(Stored items from a collection)

☆ ☆ ☆ ☆ ☆

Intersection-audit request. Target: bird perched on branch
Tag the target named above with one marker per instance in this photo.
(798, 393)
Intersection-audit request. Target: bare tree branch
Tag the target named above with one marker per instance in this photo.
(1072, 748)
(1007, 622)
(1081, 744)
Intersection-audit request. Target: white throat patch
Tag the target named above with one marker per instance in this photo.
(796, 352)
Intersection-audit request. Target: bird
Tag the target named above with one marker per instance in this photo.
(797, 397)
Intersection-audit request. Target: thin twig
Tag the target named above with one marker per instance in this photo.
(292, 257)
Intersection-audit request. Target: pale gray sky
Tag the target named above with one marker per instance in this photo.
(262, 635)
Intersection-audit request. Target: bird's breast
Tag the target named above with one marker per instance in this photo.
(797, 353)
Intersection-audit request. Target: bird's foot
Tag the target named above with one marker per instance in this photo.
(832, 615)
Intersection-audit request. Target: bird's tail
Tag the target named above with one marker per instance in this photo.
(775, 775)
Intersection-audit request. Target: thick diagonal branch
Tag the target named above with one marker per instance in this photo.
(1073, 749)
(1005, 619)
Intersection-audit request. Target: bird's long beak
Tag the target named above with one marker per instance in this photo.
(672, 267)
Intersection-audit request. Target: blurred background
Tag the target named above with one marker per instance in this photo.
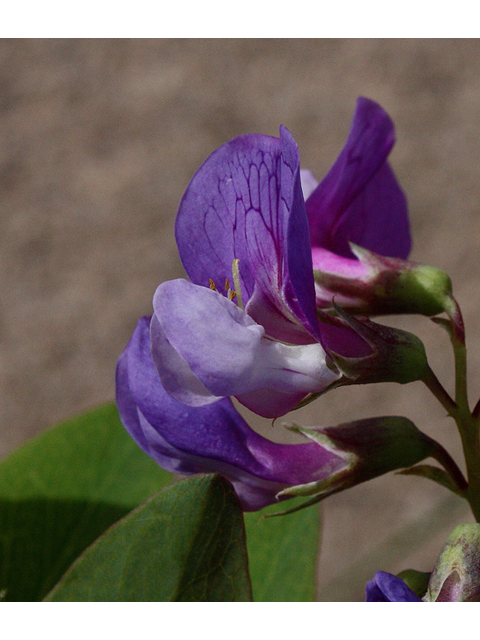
(98, 140)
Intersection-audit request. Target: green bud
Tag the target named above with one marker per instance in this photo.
(416, 580)
(370, 448)
(423, 289)
(456, 576)
(388, 285)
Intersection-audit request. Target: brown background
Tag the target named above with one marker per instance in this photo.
(98, 139)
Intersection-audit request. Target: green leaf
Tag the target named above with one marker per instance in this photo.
(63, 489)
(283, 553)
(186, 543)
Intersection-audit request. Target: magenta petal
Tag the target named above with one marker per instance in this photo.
(214, 438)
(359, 200)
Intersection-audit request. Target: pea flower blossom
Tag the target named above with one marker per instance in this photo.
(215, 438)
(243, 221)
(246, 324)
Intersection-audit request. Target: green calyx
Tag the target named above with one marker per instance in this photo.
(389, 285)
(397, 356)
(456, 576)
(365, 449)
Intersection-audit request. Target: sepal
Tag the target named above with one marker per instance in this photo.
(369, 448)
(397, 356)
(456, 576)
(383, 285)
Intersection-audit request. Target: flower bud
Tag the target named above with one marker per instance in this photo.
(380, 285)
(370, 448)
(456, 576)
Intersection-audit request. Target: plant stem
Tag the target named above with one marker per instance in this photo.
(466, 423)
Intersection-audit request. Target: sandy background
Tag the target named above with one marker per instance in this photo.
(98, 140)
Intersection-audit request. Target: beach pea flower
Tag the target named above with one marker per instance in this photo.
(215, 438)
(211, 438)
(246, 324)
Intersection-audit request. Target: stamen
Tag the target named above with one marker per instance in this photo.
(236, 282)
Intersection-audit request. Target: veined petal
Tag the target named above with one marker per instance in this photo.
(211, 438)
(359, 200)
(245, 203)
(219, 346)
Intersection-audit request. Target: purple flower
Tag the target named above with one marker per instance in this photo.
(386, 587)
(215, 438)
(211, 438)
(246, 324)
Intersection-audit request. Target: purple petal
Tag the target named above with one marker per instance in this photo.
(245, 203)
(214, 438)
(359, 200)
(386, 587)
(202, 341)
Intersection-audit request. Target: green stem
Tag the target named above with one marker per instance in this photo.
(466, 423)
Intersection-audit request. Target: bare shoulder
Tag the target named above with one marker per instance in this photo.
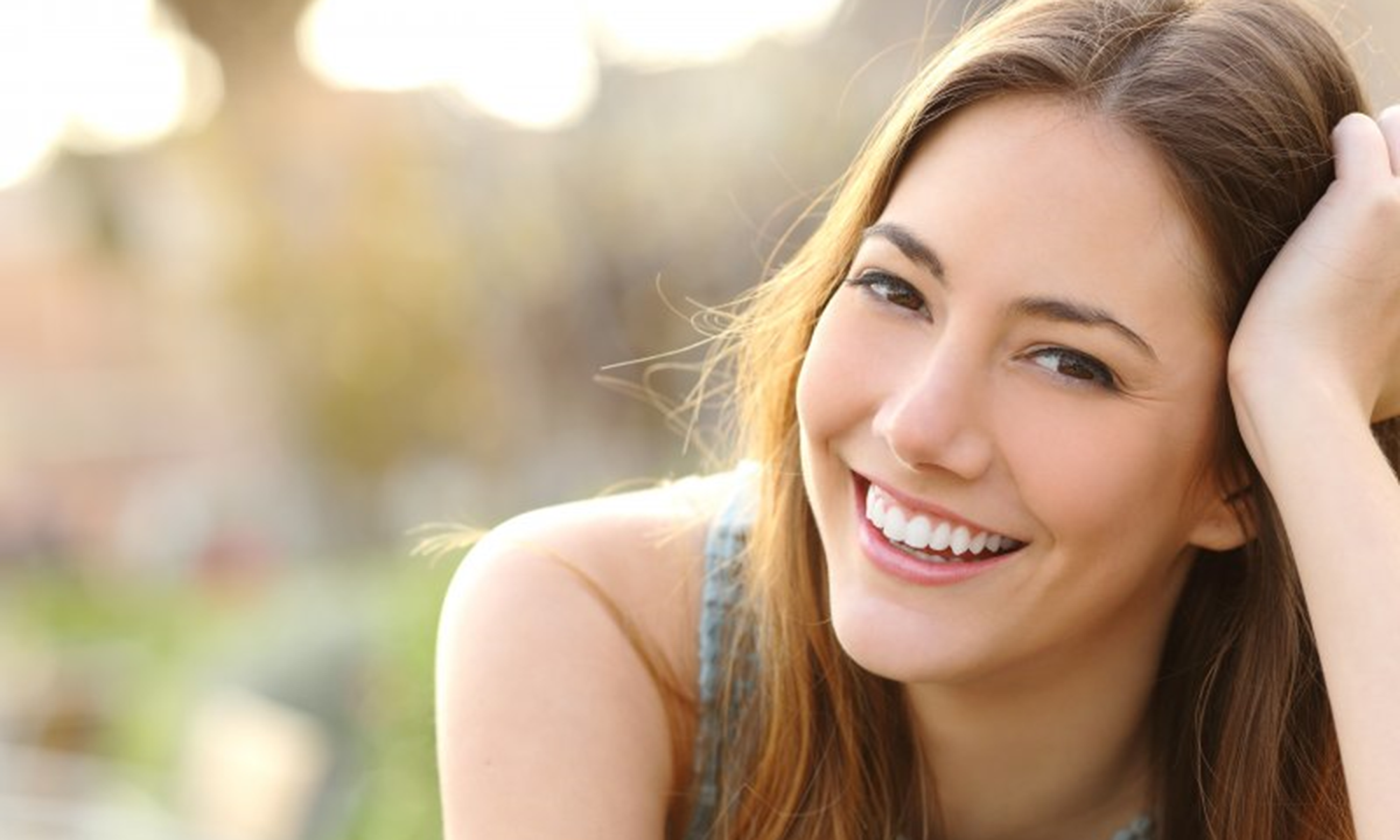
(550, 722)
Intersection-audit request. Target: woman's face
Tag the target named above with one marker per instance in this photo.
(1018, 384)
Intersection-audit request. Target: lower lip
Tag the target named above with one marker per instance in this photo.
(913, 570)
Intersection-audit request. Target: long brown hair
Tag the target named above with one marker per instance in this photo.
(1238, 99)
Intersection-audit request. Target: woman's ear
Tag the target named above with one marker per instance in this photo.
(1227, 523)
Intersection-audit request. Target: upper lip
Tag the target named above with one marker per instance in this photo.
(925, 507)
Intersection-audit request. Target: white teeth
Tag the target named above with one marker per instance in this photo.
(939, 541)
(918, 531)
(961, 540)
(895, 524)
(916, 536)
(876, 507)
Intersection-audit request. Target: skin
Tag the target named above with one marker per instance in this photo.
(576, 744)
(943, 387)
(1307, 383)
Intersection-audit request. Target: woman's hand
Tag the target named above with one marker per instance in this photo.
(1315, 362)
(1325, 321)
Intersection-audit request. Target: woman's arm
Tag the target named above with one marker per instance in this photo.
(550, 723)
(1315, 362)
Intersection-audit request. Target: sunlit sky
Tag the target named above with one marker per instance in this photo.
(96, 76)
(108, 76)
(534, 64)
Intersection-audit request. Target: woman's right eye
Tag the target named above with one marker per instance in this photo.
(891, 289)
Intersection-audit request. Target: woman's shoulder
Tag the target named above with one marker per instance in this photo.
(541, 662)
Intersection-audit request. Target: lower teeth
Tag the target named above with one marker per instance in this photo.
(929, 558)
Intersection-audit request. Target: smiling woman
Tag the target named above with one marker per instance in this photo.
(1068, 478)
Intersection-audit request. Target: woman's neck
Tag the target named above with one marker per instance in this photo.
(1059, 754)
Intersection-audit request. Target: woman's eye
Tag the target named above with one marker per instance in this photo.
(1076, 366)
(891, 289)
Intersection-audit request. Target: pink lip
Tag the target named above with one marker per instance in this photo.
(901, 565)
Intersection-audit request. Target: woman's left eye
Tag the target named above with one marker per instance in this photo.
(891, 289)
(1073, 365)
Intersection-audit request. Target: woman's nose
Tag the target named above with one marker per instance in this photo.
(934, 418)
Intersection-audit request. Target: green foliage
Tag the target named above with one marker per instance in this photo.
(145, 656)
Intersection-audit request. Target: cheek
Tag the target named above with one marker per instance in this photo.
(827, 388)
(1111, 475)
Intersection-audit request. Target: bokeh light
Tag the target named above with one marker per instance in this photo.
(96, 76)
(534, 64)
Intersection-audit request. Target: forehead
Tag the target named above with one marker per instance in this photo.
(1037, 190)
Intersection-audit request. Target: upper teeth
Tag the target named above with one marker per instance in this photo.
(923, 531)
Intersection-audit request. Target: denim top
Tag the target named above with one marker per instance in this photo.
(720, 593)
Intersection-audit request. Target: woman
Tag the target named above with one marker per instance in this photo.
(1048, 533)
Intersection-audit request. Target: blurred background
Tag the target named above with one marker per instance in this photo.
(286, 284)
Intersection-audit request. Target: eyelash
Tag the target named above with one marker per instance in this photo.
(890, 288)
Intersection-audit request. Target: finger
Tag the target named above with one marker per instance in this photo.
(1390, 122)
(1360, 149)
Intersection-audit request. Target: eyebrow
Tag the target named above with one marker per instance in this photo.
(909, 246)
(1035, 307)
(1082, 314)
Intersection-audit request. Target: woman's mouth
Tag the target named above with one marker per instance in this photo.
(930, 538)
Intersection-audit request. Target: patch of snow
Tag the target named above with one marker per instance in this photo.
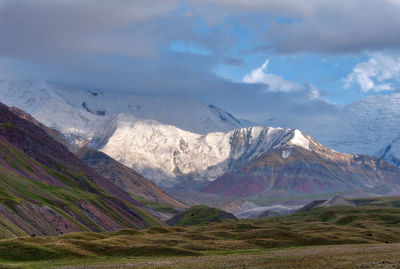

☆ ☆ ☆ ☆ ☆

> **Task instructions**
Using the entries shown above, reproduce verbatim the lines from the line bearing "Intersection-audit request. Target: pea" to the line bearing "Intersection-audit request. Target: plant", inclusive.

> **Reply to the task**
Intersection-audit request. Target: pea flower blossom
Tag the target named above with one marker per instance in this photo.
(215, 438)
(243, 221)
(246, 324)
Intersection-audit request. Target: green calyx
Tag the target named above with one marker per instance in this photo.
(389, 285)
(397, 356)
(456, 576)
(365, 449)
Intersection-audit request. Target: sepal
Tag the target named above with one marker per instance in this photo.
(369, 448)
(397, 356)
(456, 576)
(383, 285)
Intersection-audit request. Target: flower bud
Tag the target named above with one marker per instance in this photo.
(380, 285)
(370, 448)
(456, 576)
Intersection-audit request. Target: plant stem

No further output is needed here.